Below is a set of records; print all of them exactly as written.

A block of data

———

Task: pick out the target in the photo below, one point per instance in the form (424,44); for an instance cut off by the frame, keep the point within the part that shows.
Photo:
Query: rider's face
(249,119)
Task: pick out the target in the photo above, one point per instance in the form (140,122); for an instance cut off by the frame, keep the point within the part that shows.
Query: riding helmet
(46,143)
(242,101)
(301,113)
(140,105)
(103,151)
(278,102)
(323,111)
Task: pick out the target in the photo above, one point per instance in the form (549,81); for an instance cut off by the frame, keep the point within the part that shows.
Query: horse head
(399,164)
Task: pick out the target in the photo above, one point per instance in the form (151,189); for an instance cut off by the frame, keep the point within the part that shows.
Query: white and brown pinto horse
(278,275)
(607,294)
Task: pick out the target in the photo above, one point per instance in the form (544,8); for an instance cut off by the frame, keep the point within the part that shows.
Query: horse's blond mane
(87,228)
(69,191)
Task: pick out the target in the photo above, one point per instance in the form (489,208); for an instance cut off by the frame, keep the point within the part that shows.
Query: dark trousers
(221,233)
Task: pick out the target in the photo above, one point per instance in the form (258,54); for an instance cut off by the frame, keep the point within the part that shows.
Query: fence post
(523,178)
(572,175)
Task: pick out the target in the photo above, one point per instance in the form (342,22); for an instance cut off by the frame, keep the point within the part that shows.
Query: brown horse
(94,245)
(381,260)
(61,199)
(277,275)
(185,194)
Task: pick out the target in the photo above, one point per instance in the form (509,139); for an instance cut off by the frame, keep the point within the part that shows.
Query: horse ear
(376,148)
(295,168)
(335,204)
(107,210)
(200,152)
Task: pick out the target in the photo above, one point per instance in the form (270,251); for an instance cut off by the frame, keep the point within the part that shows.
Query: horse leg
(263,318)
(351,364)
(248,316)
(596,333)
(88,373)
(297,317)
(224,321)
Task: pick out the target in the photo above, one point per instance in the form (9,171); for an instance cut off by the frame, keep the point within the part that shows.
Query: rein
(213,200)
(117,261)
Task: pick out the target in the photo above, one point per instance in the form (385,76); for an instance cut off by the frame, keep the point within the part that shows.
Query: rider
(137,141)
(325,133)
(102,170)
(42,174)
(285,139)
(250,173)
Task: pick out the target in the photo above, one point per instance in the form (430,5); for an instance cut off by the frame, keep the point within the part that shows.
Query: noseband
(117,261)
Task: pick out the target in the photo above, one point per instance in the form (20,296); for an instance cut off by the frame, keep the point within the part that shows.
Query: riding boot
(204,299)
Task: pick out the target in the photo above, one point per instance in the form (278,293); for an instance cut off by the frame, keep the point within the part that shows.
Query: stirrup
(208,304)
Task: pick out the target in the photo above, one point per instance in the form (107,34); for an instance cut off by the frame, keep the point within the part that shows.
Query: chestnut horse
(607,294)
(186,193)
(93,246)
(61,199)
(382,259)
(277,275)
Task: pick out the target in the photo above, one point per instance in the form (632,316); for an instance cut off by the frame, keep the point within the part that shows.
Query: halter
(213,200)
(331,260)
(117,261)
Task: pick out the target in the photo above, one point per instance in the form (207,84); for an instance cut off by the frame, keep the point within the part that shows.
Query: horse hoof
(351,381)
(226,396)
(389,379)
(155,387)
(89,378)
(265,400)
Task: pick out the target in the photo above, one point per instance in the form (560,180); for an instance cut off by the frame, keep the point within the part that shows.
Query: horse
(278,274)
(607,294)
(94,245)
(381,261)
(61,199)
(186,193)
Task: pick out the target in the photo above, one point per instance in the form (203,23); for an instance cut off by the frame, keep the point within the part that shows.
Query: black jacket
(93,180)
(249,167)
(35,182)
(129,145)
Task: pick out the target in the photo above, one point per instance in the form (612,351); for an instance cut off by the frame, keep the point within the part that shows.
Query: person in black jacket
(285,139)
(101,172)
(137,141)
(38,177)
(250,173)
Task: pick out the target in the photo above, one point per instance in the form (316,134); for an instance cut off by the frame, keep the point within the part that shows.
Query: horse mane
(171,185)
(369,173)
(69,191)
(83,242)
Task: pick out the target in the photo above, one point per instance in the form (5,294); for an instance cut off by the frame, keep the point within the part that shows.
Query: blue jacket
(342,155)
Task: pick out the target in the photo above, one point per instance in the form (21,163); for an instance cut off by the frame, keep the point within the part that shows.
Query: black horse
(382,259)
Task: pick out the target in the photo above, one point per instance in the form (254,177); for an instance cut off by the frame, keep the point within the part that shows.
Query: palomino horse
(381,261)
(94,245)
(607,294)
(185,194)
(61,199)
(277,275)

———

### Finished exercise
Task: pick out the target in the photo below, one point per instance in the form (424,44); for an instance cut off by the frame, keep the point within the part that shows.
Photo:
Query: rider's face
(249,119)
Task: pick out the target in the photo above, one point per instance in the form (140,122); for an instance cut off by the frame, keep the point within the part that shows.
Query: riding helmet
(46,143)
(242,101)
(301,113)
(140,105)
(103,151)
(278,102)
(323,111)
Task: pick out the target in the photo above, one point per instance in the form (549,81); for an instance cut off by the frame, keep the point within the part that shows.
Query: horse head
(399,164)
Task: pick out the target in the photo above, one point per instance in the form (151,189); for an instance cut off by the frame, keep the point within the part that shows.
Query: white and brown pinto horse
(278,275)
(607,294)
Task: pick out the target in the photo above, one point per instance in the form (544,8); for an instance cut off by the frame, keep the point within the part that shows.
Query: horse's blond mane
(87,228)
(69,191)
Task: pick out the target in the photo above, one point per instance in the form (489,208); for an instance cut off by the frame, keep the point within the part that shows.
Query: dark trousers
(221,233)
Task: pick out the target in the photo above, one point per instance in the form (258,54); for an instance cut off by the frame, keep the point within the part that shows.
Query: fence post
(523,178)
(572,175)
Task: pick out the target in the photo above, one point per instance in the form (342,22); for an instance cut off by the frame, keep the point within the part that shows.
Query: brown horse
(94,245)
(381,260)
(61,199)
(277,275)
(185,194)
Task: pick out the target in the photo above, one point per instance in the form (509,139); for an instance cut off by the frame, keep the point within the part that shows.
Query: horse ear
(376,148)
(295,168)
(335,204)
(107,210)
(200,152)
Task: pick out the target in the photo above, one point per instance in the form (270,251); for an instance cut off by the frame, keep the point within the part that shows.
Query: horse leg
(263,318)
(351,364)
(248,316)
(596,333)
(88,373)
(297,317)
(224,321)
Task: pick out the target in the photo above, one point per instance in the form (9,171); for an instance cut off by the frame, keep the point within the part that shows.
Query: rein
(213,200)
(117,261)
Task: pick out the target in the photo above, one point per instance in the form (385,76); for an instance cut off by the frame, keep the point within the part that shows.
Query: rider
(137,141)
(325,133)
(102,170)
(42,174)
(285,139)
(250,173)
Task: pick out the target in the photo above, one point per instance in the form (430,5); for an instance cut off by the frame, keep the point within the part that shows.
Query: noseband
(117,261)
Task: pick out the target in the photo above, one point per instance in the form (20,296); for an instance cut off by the frame, keep the point within the part that shows.
Query: riding boot
(204,299)
Task: pick out the target in the photo above, one point per instance in the form (278,293); for an instance cut off by the frame, keep the point within the part that shows.
Query: stirrup
(208,304)
Task: pick out the target in the photo above, one point per instance in the form (107,34); for an instance cut off by the frame, keep the point within the part that shows.
Query: chestnut horse
(607,294)
(186,193)
(93,246)
(61,199)
(382,259)
(277,275)
Task: pick out the target in the photo above, one point per instance in the form (632,316); for an instance cut off by the frame, keep the point within the part that shows.
Query: halter
(213,200)
(331,260)
(117,261)
Task: pick out the target in the photo above, one point per instance in the form (207,84); for an instance cut off by the frame, keep the point within the part that shows.
Query: horse hoof
(351,381)
(226,396)
(389,379)
(155,387)
(89,378)
(265,400)
Task: pick out the target in the photo above, one point per instance in the form (560,180); for an instance cut off by the frame, keep the point within the part that shows.
Query: horse
(278,274)
(607,294)
(94,245)
(381,261)
(61,199)
(186,193)
Task: pick out the target in the photo above, one point per instance in the form (203,23); for an instance cut off by the frame, keep the point within the part that shows.
Query: black jacket
(93,180)
(249,167)
(35,182)
(129,145)
Task: pick out the target in the photo above, one point per instance in the form (612,351); for an instance cut off by the frame, keep the point within the part that shows.
Query: person in black jacket
(285,139)
(101,172)
(137,141)
(38,177)
(250,173)
Task: pick out the target in the photo above, one point per instance in the form (316,134); for an instance cut off by the frame, keep the point within the part that shows.
Query: horse mane
(171,185)
(369,173)
(69,191)
(83,242)
Task: pick out the target in the photo above, one point per instance in the form (5,294); for an instance cut off by the frame, keep the point within the part that shows.
Query: blue jacket
(342,155)
Task: pick out the target in the photo above, one point per instance in the form (21,163); for an instance cut off by the frame, keep the point within the part that shows.
Query: black horse
(382,259)
Task: pick out the target in the photo above, one point per instance in the form (254,177); for an instance cut off by the frame, keep the point within the part that shows.
Query: palomino horse
(381,261)
(94,245)
(607,294)
(185,194)
(61,199)
(277,275)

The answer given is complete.